● **What you should do**: Down to the final line, print the records below exactly and without pictures.

[Opening Listed records section]

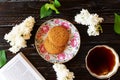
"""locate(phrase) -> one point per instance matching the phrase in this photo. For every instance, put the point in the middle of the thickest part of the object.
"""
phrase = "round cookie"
(58, 36)
(52, 49)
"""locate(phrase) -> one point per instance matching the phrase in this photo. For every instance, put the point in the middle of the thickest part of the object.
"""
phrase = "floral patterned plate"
(72, 45)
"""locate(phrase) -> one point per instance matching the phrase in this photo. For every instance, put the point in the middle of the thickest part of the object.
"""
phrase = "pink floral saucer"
(72, 45)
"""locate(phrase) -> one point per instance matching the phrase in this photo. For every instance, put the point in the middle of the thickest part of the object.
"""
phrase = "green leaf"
(52, 7)
(117, 23)
(57, 3)
(44, 12)
(2, 58)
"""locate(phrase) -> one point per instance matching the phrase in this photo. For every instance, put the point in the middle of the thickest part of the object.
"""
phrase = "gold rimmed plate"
(72, 47)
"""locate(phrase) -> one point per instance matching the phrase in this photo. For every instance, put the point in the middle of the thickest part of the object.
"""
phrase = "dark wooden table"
(14, 11)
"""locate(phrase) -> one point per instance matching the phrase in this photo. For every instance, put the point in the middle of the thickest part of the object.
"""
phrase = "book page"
(19, 68)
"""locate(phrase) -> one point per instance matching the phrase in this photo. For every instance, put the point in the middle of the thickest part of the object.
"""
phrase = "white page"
(19, 68)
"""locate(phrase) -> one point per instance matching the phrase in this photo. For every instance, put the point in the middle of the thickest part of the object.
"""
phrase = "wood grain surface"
(12, 12)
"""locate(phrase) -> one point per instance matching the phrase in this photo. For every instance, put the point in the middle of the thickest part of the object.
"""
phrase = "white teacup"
(102, 61)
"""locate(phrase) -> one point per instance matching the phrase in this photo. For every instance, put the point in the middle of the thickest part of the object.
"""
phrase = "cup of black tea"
(102, 61)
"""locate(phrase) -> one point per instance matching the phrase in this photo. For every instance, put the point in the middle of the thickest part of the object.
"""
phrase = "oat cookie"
(52, 49)
(58, 36)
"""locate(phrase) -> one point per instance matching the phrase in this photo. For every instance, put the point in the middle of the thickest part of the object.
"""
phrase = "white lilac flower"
(19, 33)
(91, 20)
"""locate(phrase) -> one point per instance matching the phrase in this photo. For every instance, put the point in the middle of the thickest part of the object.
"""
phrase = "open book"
(19, 68)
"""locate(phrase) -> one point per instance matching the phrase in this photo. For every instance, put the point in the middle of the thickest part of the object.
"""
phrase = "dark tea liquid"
(101, 60)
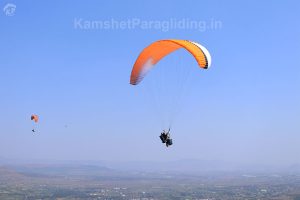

[Closing Listed records section]

● **Task result**:
"""locate(phrase) -> one point per instance matching the phrase in this photo. For every instance, put the point in the middle of the thickest part of the object.
"""
phrase = "round cookie"
(58, 36)
(52, 49)
"""locate(phrase) -> one point per instance matching the phrase in this photo. For every instance, put the point in the middle of the thickest part of the object.
"""
phrase = "floral patterned plate"
(72, 45)
"""locate(phrase) -> one point per instance matching the phrase in this photo. For every instance, put the point in the middle of the thickest part of the object.
"""
phrase = "pink floral saucer"
(72, 45)
"""locate(phrase) -> one point per instance matching the phrase in this photo. For every instance, put the point in the middle of the thickest part of the object.
"""
phrase = "green leaf"
(52, 7)
(117, 23)
(57, 3)
(44, 12)
(2, 58)
"""locate(phrase) -> one point per instance matching the phrase in this photo. For every instance, put the point in the middle of the thickest part of the object.
"""
phrase = "gold rimmed plate"
(72, 47)
"""locate(phrase) -> one point per instance matching the phrase in this photo. For every instance, put the point in the middle of the thickest part of the object.
"""
phrase = "dark wooden table"
(14, 11)
"""locate(phrase) -> one point per instance matching the phrase in this photo. For every instance, put the point in the middle of the thickest part of the object.
"""
phrase = "book page"
(19, 68)
"""locate(phrase) -> one point per instance matching the phrase in this photo. For every instance, put the point in the middle of the thickest part of the object.
"""
phrase = "white page"
(19, 68)
"""locate(phrase) -> one point per instance matching the phrase in this photo. For every instance, put the point in the middle of the thickest part of the object.
"""
phrase = "wood grain surface"
(12, 12)
"""locate(phrase) -> one point per instance matching the phrase in this photo. For every instance, put the point in the middle of the thickest part of the object.
"""
phrase = "white teacup"
(102, 61)
"""locate(phrase) -> one point per instance matching the phrase in this photo. For every instance, put the point in the middle of the thickest part of the object.
"""
phrase = "cup of black tea"
(102, 61)
"""locate(phrase) -> one point per instance matching the phrase in this photo. For every instance, put the point in the middle of the thickest part of the object.
"""
phrase = "oat cookie"
(52, 49)
(58, 36)
"""locate(phrase) -> one point per instance matching the phrase in this photo. For every instance, put the point in the middle of the thickest part of the object.
"""
phrase = "white lilac flower"
(19, 33)
(91, 20)
"""locate(phrase) -> one point per instance matching the phrase in this photo. For every instance, put the point in the middle of the thickest part of the object.
"""
phrase = "open book"
(19, 68)
"""locate(phrase) -> one point per instance matching the phrase in this photo. For every instance, put the point in the middle of the thickest part of the object.
"""
phrase = "dark tea liquid"
(101, 60)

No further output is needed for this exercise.